CITRA Dewan Perwakilan Rakyat Daerah (DPRD) Riau terus merosot di tengah masyarakat pasca dua kali anggotanya ditetapkan sebagai tersangka korupsi oleh Komisi Pemberantasan Korupsi (KPK). Pertama di saat kasus suap PON Riau yang melibatkan tujuh anggota dan terakhir ditetapkannya A Kirjuhari dalam kasus suap APBD Riau 2015.

Deraan demi deraan tersebut telah menggerus kepercayaan publik kepada lembaga legislatif tersebut. DPRD sebagai salah satu unsur penyelenggara pemerintahan yang seharusnya tetap terisolasi dari kesan negatif, karena dengan kepercayaan publik yang tinggilah, DPRD tetap bisa menjalankan tiga fungsinya -- legislasi, anggaran dan pengawasan -- dengan baik.

Lantas, apa yang akan dilakukan DPRD Riau untuk meraih kembali kepercayaan rakyat? Berikut wawancara wartawan GoRiau.com, Hermanto Ansam dengan Ketua DPRD Riau periode 2014 - 2019, H Suparman SSos, MSi tentang sikap dan upaya-upaya DPRD memperbaiki citra lembaga tersebut.

*Tugas yang Diminta*
• a. Jawab pertanyaan berikut berdasarkan teks tentang DPRD Riau:
(i) Berapa anggota DPRD Riau yang terlibat kasus suap PON Riau?
(ii) Apa saja tiga fungsi DPRD yang disebutkan?
(iii) Siapa Ketua DPRD Riau periode 2014 - 2019 yang diwawancarai?
• b. Lanjutkan teks tentang DPRD Riau mulai dari kalimat terakhirnya.
Materi berikut tidak perlu dipakai.

*Materi yang Disediakan*
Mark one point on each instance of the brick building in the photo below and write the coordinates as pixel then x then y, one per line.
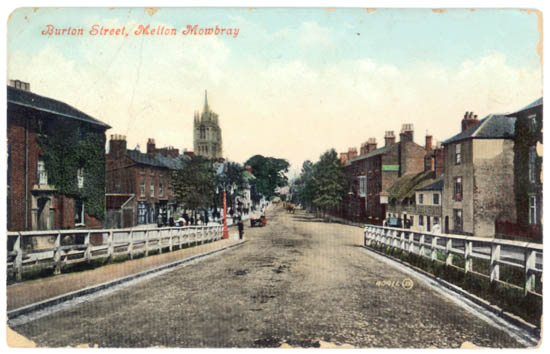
pixel 139 185
pixel 34 202
pixel 373 173
pixel 479 176
pixel 413 199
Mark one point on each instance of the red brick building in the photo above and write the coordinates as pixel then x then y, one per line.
pixel 33 202
pixel 376 169
pixel 139 185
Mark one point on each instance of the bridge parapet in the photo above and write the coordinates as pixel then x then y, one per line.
pixel 444 248
pixel 35 250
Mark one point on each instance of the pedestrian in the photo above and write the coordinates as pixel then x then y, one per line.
pixel 241 228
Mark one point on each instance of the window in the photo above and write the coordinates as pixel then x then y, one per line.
pixel 78 212
pixel 457 216
pixel 42 174
pixel 533 210
pixel 142 188
pixel 80 178
pixel 363 186
pixel 458 188
pixel 532 159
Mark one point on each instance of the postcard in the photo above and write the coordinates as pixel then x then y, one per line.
pixel 274 178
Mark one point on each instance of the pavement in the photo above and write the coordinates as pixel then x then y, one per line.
pixel 297 282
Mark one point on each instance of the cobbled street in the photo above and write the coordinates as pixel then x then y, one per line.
pixel 296 282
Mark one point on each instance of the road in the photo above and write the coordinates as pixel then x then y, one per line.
pixel 295 282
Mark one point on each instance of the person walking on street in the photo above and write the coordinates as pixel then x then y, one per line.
pixel 241 228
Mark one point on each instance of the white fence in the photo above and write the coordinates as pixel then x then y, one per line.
pixel 522 255
pixel 31 250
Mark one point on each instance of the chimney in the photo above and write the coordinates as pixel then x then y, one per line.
pixel 18 84
pixel 469 120
pixel 352 152
pixel 407 133
pixel 428 142
pixel 389 138
pixel 439 162
pixel 343 157
pixel 151 149
pixel 117 146
pixel 363 150
pixel 371 144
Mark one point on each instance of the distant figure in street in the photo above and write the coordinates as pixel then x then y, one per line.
pixel 241 228
pixel 436 229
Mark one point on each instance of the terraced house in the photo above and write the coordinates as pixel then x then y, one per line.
pixel 492 184
pixel 56 163
pixel 139 185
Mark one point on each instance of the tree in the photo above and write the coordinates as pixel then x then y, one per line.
pixel 195 184
pixel 322 185
pixel 329 182
pixel 232 179
pixel 270 173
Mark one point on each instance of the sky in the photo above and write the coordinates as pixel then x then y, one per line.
pixel 293 83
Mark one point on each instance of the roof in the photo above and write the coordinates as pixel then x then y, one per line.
pixel 376 152
pixel 494 126
pixel 405 185
pixel 49 105
pixel 435 186
pixel 157 160
pixel 537 102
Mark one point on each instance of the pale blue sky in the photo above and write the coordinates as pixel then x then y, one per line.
pixel 338 76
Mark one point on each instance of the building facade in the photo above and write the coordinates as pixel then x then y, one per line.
pixel 56 163
pixel 207 134
pixel 479 176
pixel 139 185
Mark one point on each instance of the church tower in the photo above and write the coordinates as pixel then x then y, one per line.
pixel 207 134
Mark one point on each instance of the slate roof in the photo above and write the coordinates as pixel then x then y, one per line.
pixel 49 105
pixel 537 102
pixel 494 126
pixel 157 160
pixel 406 185
pixel 435 186
pixel 376 152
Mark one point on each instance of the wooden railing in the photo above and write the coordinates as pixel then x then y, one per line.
pixel 34 250
pixel 525 256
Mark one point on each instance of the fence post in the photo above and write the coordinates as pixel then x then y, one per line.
pixel 18 266
pixel 448 253
pixel 87 244
pixel 422 239
pixel 131 244
pixel 530 264
pixel 495 268
pixel 146 243
pixel 57 254
pixel 111 249
pixel 434 248
pixel 171 244
pixel 468 247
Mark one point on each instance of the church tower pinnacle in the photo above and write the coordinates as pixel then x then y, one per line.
pixel 207 134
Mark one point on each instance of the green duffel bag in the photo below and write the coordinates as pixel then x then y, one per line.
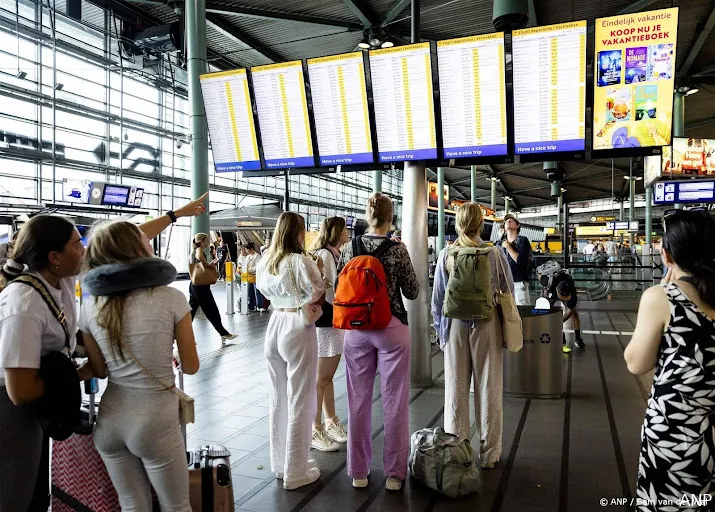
pixel 469 294
pixel 443 462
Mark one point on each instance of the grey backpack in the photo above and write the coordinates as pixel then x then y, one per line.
pixel 443 462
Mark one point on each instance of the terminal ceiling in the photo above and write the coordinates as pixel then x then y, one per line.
pixel 244 33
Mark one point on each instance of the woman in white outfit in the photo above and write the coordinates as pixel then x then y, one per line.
pixel 472 349
pixel 333 235
pixel 293 283
pixel 129 326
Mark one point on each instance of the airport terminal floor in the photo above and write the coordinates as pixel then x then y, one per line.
pixel 558 455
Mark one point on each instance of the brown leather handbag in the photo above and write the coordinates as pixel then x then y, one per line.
pixel 202 274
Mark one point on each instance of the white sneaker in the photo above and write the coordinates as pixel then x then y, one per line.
pixel 311 464
pixel 393 483
pixel 311 476
pixel 336 430
pixel 322 441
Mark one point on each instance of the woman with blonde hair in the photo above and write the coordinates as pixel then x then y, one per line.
pixel 129 326
pixel 200 294
pixel 472 349
pixel 333 235
pixel 292 281
pixel 388 350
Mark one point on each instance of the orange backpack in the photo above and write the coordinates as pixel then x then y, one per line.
pixel 361 298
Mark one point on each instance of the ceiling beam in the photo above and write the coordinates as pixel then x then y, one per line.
pixel 360 13
pixel 703 34
pixel 707 70
pixel 243 38
pixel 397 8
pixel 701 123
pixel 252 12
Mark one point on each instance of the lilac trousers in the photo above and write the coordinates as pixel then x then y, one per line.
pixel 365 352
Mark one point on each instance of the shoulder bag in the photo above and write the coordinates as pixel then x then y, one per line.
pixel 186 403
pixel 202 274
pixel 512 333
pixel 309 312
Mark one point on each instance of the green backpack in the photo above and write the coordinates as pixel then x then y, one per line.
pixel 469 294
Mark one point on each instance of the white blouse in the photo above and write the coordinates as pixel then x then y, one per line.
pixel 279 289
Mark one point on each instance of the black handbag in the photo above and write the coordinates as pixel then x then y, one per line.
pixel 326 319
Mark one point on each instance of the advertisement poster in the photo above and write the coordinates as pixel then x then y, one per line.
pixel 433 196
pixel 634 80
pixel 692 157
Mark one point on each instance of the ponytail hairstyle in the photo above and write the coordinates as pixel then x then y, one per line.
pixel 109 243
pixel 379 211
pixel 469 224
pixel 683 231
pixel 37 238
pixel 330 232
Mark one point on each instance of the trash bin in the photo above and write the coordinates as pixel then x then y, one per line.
pixel 536 370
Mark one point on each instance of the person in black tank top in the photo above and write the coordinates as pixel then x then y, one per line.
pixel 675 334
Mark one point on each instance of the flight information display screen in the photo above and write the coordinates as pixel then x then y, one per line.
pixel 404 103
pixel 550 88
pixel 695 191
pixel 230 119
pixel 473 96
pixel 342 120
pixel 283 115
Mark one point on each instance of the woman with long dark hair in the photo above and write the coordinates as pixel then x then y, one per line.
pixel 333 235
pixel 292 281
pixel 200 294
pixel 50 249
pixel 675 334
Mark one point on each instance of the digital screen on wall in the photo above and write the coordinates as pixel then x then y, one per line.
pixel 404 103
pixel 230 119
pixel 634 73
pixel 472 91
pixel 342 120
pixel 691 191
pixel 283 115
pixel 550 89
pixel 692 157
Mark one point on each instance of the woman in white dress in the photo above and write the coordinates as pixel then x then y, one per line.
pixel 333 235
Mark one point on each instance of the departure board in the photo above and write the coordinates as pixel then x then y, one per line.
pixel 230 119
pixel 473 96
pixel 283 115
pixel 342 121
pixel 550 88
pixel 404 103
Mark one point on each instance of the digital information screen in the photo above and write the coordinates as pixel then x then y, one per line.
pixel 342 121
pixel 283 115
pixel 115 195
pixel 695 191
pixel 550 88
pixel 230 119
pixel 633 79
pixel 404 103
pixel 472 91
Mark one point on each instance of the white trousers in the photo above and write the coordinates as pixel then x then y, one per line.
pixel 291 351
pixel 521 293
pixel 476 352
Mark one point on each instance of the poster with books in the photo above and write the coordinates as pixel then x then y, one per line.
pixel 634 82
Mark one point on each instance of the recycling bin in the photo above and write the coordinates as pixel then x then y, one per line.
pixel 536 370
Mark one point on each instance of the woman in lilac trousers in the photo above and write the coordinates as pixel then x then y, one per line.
pixel 387 350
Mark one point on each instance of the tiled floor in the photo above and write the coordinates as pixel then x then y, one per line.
pixel 558 454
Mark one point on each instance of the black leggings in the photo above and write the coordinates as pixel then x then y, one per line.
pixel 202 296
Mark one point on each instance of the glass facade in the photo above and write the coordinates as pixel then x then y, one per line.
pixel 73 108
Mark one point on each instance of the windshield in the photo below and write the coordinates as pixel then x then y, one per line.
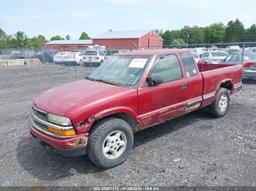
pixel 219 54
pixel 251 57
pixel 121 70
pixel 90 53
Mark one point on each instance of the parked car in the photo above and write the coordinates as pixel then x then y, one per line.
pixel 128 93
pixel 248 61
pixel 94 57
pixel 200 50
pixel 213 57
pixel 231 49
pixel 66 57
pixel 197 58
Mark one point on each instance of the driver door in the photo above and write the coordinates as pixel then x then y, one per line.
pixel 162 102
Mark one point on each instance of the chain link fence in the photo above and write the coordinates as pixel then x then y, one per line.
pixel 229 53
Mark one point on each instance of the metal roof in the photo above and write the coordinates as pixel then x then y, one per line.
pixel 122 34
pixel 151 52
pixel 77 42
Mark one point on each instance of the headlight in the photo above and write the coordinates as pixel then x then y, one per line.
pixel 59 120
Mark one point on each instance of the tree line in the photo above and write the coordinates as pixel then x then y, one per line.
pixel 21 41
pixel 234 31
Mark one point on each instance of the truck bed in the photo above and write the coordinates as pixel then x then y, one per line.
pixel 216 74
pixel 207 67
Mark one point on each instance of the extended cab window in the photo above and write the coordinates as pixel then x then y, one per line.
pixel 189 64
pixel 167 68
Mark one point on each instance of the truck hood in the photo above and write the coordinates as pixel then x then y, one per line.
pixel 61 100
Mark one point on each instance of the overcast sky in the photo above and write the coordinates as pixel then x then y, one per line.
pixel 51 17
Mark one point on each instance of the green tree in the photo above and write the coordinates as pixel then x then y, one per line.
pixel 250 34
pixel 234 31
pixel 215 33
pixel 178 42
pixel 21 40
pixel 193 35
pixel 57 37
pixel 84 36
pixel 67 37
pixel 37 42
pixel 169 36
pixel 3 40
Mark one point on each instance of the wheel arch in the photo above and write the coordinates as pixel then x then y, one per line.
pixel 122 113
pixel 227 84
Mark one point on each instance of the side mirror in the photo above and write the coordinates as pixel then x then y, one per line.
pixel 154 80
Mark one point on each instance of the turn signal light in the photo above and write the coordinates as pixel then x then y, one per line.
pixel 70 132
pixel 248 64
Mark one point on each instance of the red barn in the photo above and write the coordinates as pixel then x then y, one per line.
pixel 68 45
pixel 129 40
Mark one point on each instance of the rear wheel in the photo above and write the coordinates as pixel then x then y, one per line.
pixel 221 105
pixel 110 142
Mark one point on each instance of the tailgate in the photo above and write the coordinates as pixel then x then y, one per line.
pixel 216 74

*Hasil Setiap Tugas*
• a.
(i) Tujuh anggota.
(ii) Legislasi, anggaran, dan pengawasan.
(iii) H Suparman SSos, MSi.

• b.
Anggota DPRD Riau sudah dua kali mendapat terpaan kasus korupsi, pertama era Gubernur Rusli Zainal, kini di era Gubernur Riau non aktif, Annas Maamun, apa sikap ketua?

Iya, kita sudah dua kali mendapat citra tak baik di tengah masyarakat. Pertama dalam kasus suap PON yang menyebabkan beberapa anggota DPRD Riau jadi tersangka korupsi. Dan terakhir dengan penetapan, A Kirjuhari dalam kasus suap APBD 2015. Ini pukulan berat bagi kami sebagai anggota DPRD Riau periode 2014 -2019. Citra negatif ini kita akui akan mengurangi kepercayaan publik.

Kasus ini sebenarnya tidak hanya di lembaga legislatif, tapi juga dialami tiga gubernur kita, Saleh Djasit, Rusli Zainal dan Annas Maamun. Ini keprihatinan kita semua, dan menjadi pelajaran berharga yang perlu kita sikapi.

Apa sikap anda sebagai ketua baru DPRD Riau di periode 2014 - 2019 ini?

Kita akan menjadikannya sebagai pelajaran untuk kita semua. Ini keprihatinan kita semua. Persoalan ini harus dicari akar masalahnya. Dan dicarikan solusi agar tidak berulang-ulang terjadi.

Bagaimana langkah konkrit yang dilakukan DPRD Riau akan citranya lebih baik kedepan?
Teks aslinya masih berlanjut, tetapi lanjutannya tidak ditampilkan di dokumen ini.